━━━ Document extract ━━━

The first recorded football club in the county town of Shropshire was known simply as Shrewsbury FC, and after being founded in 1874 won both the Birmingham Senior Cup and the Shropshire Senior Cup in 1878 before being disbanded in 1879.
Other early clubs were Shrewsbury Engineers from 1878, Shrewsbury Town, no connection with the present club, from 1879 and Shrewsbury Castle Blues who emerged in the early 1880s.
The present Shrewsbury Town was formed in May 1886, following the demise of the Castle Blues and a side named Shropshire Wanderers and first played on a ground in the middle of the Monkmoor racecourse in the north eastern part of the town. However, since the racecourse grandstand was too far from the pitch and spectators could only watch from flat standing areas a move was made in 1889 to a ground at Amblers Field.
Shrewsbury Town entered league competition for the first time when they became founder members of the Shropshire & District League in 1890, finishing runners-up and winning the Welsh Cup in their first season. After four seasons at Amblers Field, they moved again, spending two years playing at a ground to the south east of the town at Sutton Lane. In 1895 the club joined the Birmingham & District League and made a further move, playing on the ground of the Copthorne army barracks.
In 1910, after being told they could no longer use the army ground the club accepted an offer from Shrewsbury Corporation to play at a field known as Gay Meadow which it had recently bought. Leased to the club, this was just outside the town centre, on the banks of the River Severn within sight of Shrewsbury Abbey. The reason for the field being named Gay Meadow is not clear, with theories being it was derived from the Welsh word Cae, meaning a field, or Old English words galla, barren wet land, or gat, a goat. Another possibility is the land was originally owned by a Richard Gegh. What seems likeliest however, is that due to its use over hundreds of years for such entertainments as fairs, carnivals and circuses it simply became known as a field of gaiety.
A small wooden stand was built on the east side of the ground and the first match to take place there on 20 August 1910 drew a crowd of up to 1,000 people to watch a pre-season practice match. The first competitive game saw the visit of Wolverhampton Wanderers Reserves, on 10 September 1910, Shrewsbury losing 2–1.

━━━

» **Short task 1**:
Count the lines in the rows that contain the word "every", and give only that number.
» **Short task 2**:
Pick up the passage on Shrewsbury Town's early history after its final sentence and carry it on.
The rows have nothing to do with the passage on Shrewsbury's football clubs.

━━━ Dataset content ━━━

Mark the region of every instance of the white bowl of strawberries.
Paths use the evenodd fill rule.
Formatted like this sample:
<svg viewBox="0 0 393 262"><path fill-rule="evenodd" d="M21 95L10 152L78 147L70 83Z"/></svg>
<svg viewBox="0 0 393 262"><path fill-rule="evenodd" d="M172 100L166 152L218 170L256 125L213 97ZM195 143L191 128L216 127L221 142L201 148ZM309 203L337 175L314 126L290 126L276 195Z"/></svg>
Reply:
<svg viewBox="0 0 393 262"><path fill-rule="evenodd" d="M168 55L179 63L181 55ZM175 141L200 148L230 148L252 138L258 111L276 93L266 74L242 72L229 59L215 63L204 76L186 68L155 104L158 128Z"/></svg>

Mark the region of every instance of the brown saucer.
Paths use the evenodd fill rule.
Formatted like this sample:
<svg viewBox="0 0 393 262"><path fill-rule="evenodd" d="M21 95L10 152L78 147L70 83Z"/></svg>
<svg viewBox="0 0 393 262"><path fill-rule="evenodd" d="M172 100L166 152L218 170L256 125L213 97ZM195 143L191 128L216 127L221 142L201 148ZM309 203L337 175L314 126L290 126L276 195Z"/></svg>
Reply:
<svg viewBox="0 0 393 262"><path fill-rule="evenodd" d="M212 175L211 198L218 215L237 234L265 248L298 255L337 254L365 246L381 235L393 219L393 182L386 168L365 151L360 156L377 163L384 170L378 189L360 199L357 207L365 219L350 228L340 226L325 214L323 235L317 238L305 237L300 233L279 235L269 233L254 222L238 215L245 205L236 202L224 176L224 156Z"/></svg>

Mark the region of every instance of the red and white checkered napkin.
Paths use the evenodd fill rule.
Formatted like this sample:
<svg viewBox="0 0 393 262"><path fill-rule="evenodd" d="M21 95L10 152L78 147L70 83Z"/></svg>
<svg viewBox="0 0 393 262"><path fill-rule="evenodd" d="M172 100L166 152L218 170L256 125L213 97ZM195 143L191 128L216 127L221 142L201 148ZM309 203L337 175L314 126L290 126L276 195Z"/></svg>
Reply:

━━━

» **Exercise answer 1**:
3

» **Exercise answer 2**:
A replacement for the original stand was opened in October 1922 and the club finished that season as Birmingham & District League champions. An application to join the Football League was made without success in 1937, and perhaps to improve their chances of election the club then switched to the Midland League and in their first season achieved a double of winning the league title and the Welsh Cup for a second time.
Ground improvements paid for by the supporters’ club were carried out during the 1930s, perhaps with an eye on achieving Football League status, with the concreting of the terraces and the partial covering of the Station End carried out in stages up to 1937. In 1939 the club narrowly lost out to Accrington Stanley in the voting for election to the league, and perhaps encouraged by this, further improvements that year saw the roofing of the central section of the Riverside terrace on the west side of the ground and the addition at the north end of the main stand of a new section with about 250 seats.
After the war further Midland League championships came in 1945 and 1948 in which year Gay Meadow staged an amateur international between England and Wales. Two years later the club finally achieved Football League status after having applied every year since 1937. In the end this came about due to the expansion of the league from 88 to 92 clubs, and despite only having finished mid-table in the Midland League over the previous two seasons Shrewsbury topped the poll for election to Division Three (North).
The first ever Football League game at Gay Meadow saw neighbours Wrexham beaten 2-1 on 21 August 1950. It was rumoured there were over 22,000 spectators inside the ground, but the official figure was given as 16,070. Just five days later Lincoln City paid their first visit to the ground and made it a good start with a 2-1 victory, the goals coming from outside-left Willie Windle and his inside man Roy Finch. The attendance of 11,019 was to remain the largest ever to see a match at Gay Meadow between the two clubs.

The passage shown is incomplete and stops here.